== Provided data ==

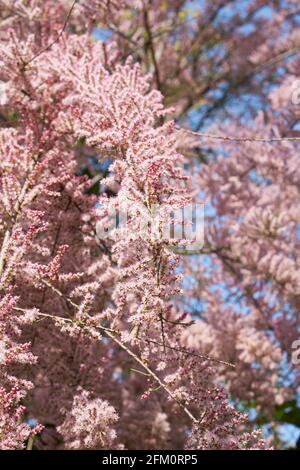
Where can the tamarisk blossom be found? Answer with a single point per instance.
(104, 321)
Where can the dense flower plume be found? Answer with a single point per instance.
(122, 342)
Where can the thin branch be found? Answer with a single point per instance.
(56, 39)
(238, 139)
...
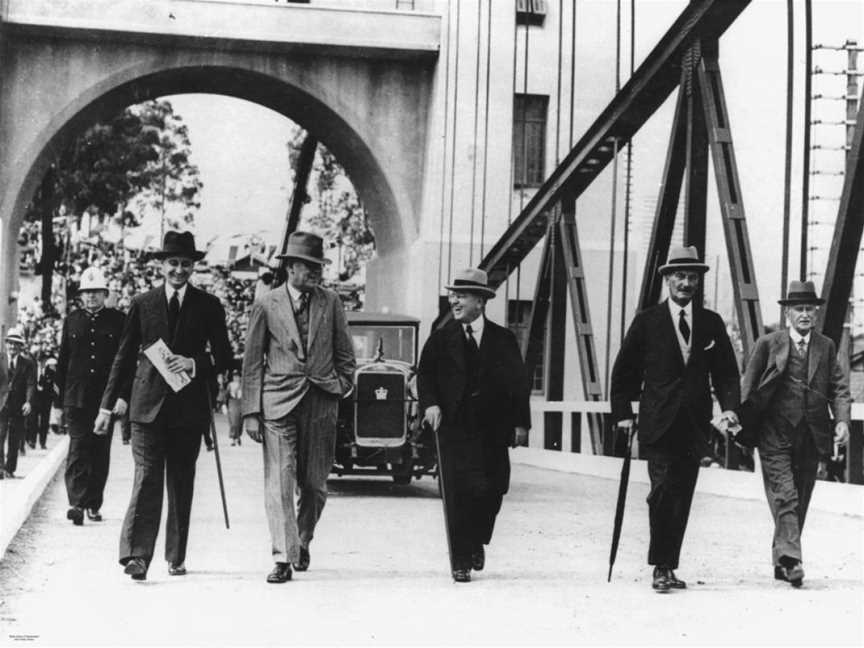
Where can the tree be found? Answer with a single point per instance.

== Exercise ==
How many rows above contain the word "Where"? Reply with the number alone.

== Answer to this task ==
4